* [WORK TO COMPLETE] Copy out every one of the entries below word for word, changing nothing.

===

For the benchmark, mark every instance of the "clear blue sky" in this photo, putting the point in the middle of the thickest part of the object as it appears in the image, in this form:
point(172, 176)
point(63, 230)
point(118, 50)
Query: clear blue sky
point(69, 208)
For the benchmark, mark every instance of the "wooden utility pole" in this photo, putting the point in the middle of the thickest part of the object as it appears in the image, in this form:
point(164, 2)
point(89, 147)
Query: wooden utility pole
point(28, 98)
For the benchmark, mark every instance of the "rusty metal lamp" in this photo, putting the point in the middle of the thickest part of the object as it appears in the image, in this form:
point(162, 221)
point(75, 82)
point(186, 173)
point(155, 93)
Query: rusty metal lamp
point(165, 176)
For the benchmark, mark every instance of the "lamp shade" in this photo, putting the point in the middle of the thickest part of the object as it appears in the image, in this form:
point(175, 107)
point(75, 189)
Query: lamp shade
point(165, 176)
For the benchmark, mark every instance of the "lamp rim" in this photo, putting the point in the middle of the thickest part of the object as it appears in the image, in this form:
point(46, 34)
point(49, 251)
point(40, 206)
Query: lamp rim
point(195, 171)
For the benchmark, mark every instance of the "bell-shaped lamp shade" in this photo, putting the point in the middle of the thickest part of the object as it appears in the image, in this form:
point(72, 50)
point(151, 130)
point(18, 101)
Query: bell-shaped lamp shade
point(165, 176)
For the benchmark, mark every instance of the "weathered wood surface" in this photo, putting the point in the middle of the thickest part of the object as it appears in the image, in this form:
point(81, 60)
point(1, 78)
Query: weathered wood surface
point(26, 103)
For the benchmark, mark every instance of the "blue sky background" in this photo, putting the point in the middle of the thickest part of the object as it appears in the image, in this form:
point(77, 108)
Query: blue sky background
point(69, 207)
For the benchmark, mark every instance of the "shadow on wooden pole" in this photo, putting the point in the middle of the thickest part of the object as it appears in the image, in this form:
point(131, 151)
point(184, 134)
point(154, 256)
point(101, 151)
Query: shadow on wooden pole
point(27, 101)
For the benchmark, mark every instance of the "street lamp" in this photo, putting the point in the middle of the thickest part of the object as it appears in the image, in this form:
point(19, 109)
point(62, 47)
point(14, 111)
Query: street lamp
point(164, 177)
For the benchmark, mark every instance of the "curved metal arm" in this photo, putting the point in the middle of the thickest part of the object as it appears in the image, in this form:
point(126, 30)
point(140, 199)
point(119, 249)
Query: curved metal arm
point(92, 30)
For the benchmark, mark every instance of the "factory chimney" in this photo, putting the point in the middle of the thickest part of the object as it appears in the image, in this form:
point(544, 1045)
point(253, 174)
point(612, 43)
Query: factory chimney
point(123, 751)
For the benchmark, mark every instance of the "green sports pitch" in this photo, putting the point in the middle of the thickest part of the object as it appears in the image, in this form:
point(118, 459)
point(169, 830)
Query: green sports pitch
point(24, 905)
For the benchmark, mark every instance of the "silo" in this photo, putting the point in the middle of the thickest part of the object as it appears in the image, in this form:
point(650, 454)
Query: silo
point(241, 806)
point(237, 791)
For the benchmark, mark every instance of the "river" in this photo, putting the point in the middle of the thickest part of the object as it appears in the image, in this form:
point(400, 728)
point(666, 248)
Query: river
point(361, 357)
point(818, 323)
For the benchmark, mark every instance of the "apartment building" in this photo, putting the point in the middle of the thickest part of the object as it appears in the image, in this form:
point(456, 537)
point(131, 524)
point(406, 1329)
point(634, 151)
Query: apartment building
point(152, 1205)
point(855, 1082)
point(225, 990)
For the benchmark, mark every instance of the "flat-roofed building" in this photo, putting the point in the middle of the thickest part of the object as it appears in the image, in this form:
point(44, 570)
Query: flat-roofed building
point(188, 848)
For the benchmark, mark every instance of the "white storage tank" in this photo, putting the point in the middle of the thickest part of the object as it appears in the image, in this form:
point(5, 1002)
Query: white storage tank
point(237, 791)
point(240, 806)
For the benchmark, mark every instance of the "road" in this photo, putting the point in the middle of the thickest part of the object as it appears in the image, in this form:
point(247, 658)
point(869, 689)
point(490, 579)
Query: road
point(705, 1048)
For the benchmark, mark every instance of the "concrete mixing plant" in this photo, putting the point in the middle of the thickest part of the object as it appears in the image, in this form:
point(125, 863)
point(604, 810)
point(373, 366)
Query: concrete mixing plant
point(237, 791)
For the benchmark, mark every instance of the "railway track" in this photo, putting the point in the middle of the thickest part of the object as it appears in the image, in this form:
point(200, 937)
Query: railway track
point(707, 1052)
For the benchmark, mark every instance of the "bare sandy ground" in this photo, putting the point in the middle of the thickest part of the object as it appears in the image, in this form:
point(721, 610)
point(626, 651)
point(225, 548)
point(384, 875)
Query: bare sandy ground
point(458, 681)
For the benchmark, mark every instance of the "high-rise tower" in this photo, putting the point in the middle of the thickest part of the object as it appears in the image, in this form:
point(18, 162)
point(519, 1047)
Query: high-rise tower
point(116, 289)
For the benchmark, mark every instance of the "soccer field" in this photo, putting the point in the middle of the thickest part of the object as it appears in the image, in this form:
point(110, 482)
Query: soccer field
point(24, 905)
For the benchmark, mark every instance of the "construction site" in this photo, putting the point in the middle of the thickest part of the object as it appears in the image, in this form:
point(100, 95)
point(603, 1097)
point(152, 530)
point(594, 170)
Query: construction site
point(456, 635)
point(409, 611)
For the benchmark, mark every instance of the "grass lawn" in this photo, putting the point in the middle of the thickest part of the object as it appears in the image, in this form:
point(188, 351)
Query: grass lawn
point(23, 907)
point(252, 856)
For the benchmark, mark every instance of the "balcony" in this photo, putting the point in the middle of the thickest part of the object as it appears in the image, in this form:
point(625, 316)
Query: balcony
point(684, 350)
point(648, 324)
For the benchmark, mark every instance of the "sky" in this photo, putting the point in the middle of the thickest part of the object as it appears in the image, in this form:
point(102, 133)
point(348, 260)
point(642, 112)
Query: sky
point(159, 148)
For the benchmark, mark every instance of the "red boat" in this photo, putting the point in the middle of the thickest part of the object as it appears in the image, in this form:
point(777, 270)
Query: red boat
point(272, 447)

===

* [OUTPUT FOR THIS TASK]
For the benchmark, mark every instance of the "clear blue sky" in this photo, putting the point in the middle of the thickest part of the object as it appears in the image, in this form:
point(172, 176)
point(63, 230)
point(118, 50)
Query: clear blue sky
point(69, 208)
For the benchmark, mark every instance of the "wooden utility pole" in this photo, putting the point in the middle of the thickest part of the object as it appears in the image, in this form:
point(164, 2)
point(89, 147)
Query: wooden utility pole
point(28, 98)
For the benchmark, mark every instance of the "rusty metal lamp" in this photo, putting the point in the middle of the thickest part of the object as it appears in the image, in this form:
point(162, 221)
point(75, 82)
point(186, 173)
point(155, 93)
Query: rusty metal lamp
point(165, 176)
For the benchmark, mark every instance of the "lamp shade" in this photo, putting the point in the middle of the thickest part of the object as it appears in the image, in this form:
point(175, 107)
point(75, 189)
Query: lamp shade
point(165, 176)
For the benchmark, mark every instance of the "lamp rim" in this photo, putting the point in the middle of the thickest part of the object as it appears in the image, in this form:
point(46, 34)
point(49, 251)
point(40, 206)
Query: lamp rim
point(195, 171)
For the benchmark, mark every instance of the "bell-shaped lamp shade" in this photo, putting the point in the middle of the thickest part of the object as it appears in the image, in this form:
point(72, 50)
point(151, 130)
point(18, 101)
Query: bell-shaped lamp shade
point(165, 176)
For the benchmark, mark every instance of the "weathered wood surface" in this photo, putting the point in the middle of the thickest part of the object as it appears in the image, in this form:
point(81, 60)
point(1, 78)
Query: weathered wood surface
point(26, 103)
For the benchmark, mark every instance of the "blue sky background" in this photo, putting the point in the middle of the thickest part of the object as it appears in the image, in this form:
point(77, 108)
Query: blue sky background
point(69, 207)
For the benchmark, mark every instance of the "shadow on wooden pole" in this photo, putting the point in the middle of the thickest part of the object as it appears in the image, in this form:
point(131, 151)
point(184, 134)
point(154, 256)
point(101, 151)
Query: shadow on wooden pole
point(27, 101)
For the benchmark, mark every instance of the "street lamp" in this photo, putting the point in the middle of the thickest part of the object as it appears in the image, in this form:
point(19, 109)
point(62, 47)
point(14, 111)
Query: street lamp
point(164, 177)
For the benchmark, mark every instance of the "curved metal arm" in this photo, putting the point in the middle of the thickest part of the object as it appears in the image, in this form:
point(126, 30)
point(140, 199)
point(119, 249)
Query: curved metal arm
point(92, 30)
For the benchmark, mark every instance of the "factory chimney" in this photo, putting the point in the middle of the thickest part of the object as it appears in the image, in this form:
point(544, 1045)
point(253, 174)
point(612, 43)
Query: factory chimney
point(123, 751)
For the benchmark, mark every instance of the "green sports pitch" in this photo, putting the point in the middle of the thickest part of the object as it appears in the image, in this form:
point(118, 459)
point(169, 830)
Query: green sports pitch
point(24, 905)
For the benchmark, mark every instance of the "silo" in this photo, putting the point in the middle of the thickest part of the object as it appears in the image, in this form:
point(650, 454)
Query: silo
point(241, 806)
point(237, 791)
For the benchmark, mark every instance of the "river" in this photo, putting the point in the middle of the thickest part of the object as it appears in the image, in this form:
point(400, 728)
point(666, 248)
Query: river
point(361, 357)
point(818, 323)
For the benchmark, mark every instance of the "apartment building" in this photo, putting the point in the middle of the thickest part of the object as it appears in the image, in this form:
point(456, 537)
point(131, 524)
point(406, 1329)
point(634, 151)
Query: apartment building
point(152, 1205)
point(855, 1082)
point(225, 990)
For the benchmark, mark every instance of the "flat-roofed building" in this photo, putting the point in the middle of the thickest part of the object as it appears in the image, in this form:
point(44, 570)
Query: flat-roofed building
point(188, 848)
For the benchmark, mark every instance of the "white storage tank" in this photo, putting the point in the middle of the thickest part of the object as it appears in the image, in this form:
point(5, 1002)
Query: white storage tank
point(237, 791)
point(240, 806)
For the benchmark, mark every instance of the "road" in this photo, putting the point in the middle of the thickest part of the object as it appears in the image, in this form:
point(247, 658)
point(869, 689)
point(490, 579)
Query: road
point(705, 1048)
For the benchmark, mark every instance of the "concrete mixing plant" in this photo, putting the point in the middle of the thickest part of the object as it appears in the image, in this form:
point(125, 863)
point(604, 810)
point(373, 366)
Query: concrete mixing plant
point(237, 791)
For the benchmark, mark every instance of the "railway track" in this photo, putting the point in the middle of the thickest part of the object as it appears in the image, in this form:
point(200, 937)
Query: railway track
point(707, 1052)
For the benchmark, mark every instance of the "bare sandy ground" in this photo, putting the point in the middle of the thickest part of the object as it appears in the image, in this form:
point(721, 610)
point(626, 651)
point(225, 548)
point(384, 875)
Query: bare sandy ground
point(458, 681)
For the benchmark, mark every instance of the "high-rise tower" in this photo, putting the point in the middle of the thickest part of the object as it appears in the image, in this form:
point(18, 162)
point(519, 1047)
Query: high-rise tower
point(116, 289)
For the benchmark, mark every instance of the "soccer field" in this photo, putting the point in the middle of the thickest part of the object as it appears in the image, in this form:
point(110, 482)
Query: soccer field
point(24, 905)
For the benchmark, mark every instance of the "construction site" in this photo, putting the point in the middle of the thickest part of the object as it appears in the image, in this form:
point(100, 95)
point(603, 1097)
point(152, 530)
point(594, 170)
Query: construction site
point(456, 635)
point(409, 611)
For the benchmark, mark every instance of the "grass lawn" in this photo, putting the point in the middle of the thickest part of the object as it appears in the image, in this form:
point(188, 351)
Query: grass lawn
point(23, 907)
point(252, 856)
For the benchmark, mark every instance of the "balcony" in this photo, putting the point in the middle of the thickest part of the object as it appears in the image, in this form:
point(625, 316)
Query: balcony
point(684, 350)
point(648, 324)
For the benchmark, mark every instance of the "sky" in this photo, putting the point in the middle of the thickest part of the object as it appears in the image, in this form:
point(102, 133)
point(348, 260)
point(642, 112)
Query: sky
point(159, 148)
For the benchmark, mark every instance of the "red boat" in this photo, putting the point in the middle of the thickest part of the object as it appears in the image, in this form:
point(777, 270)
Query: red boat
point(272, 447)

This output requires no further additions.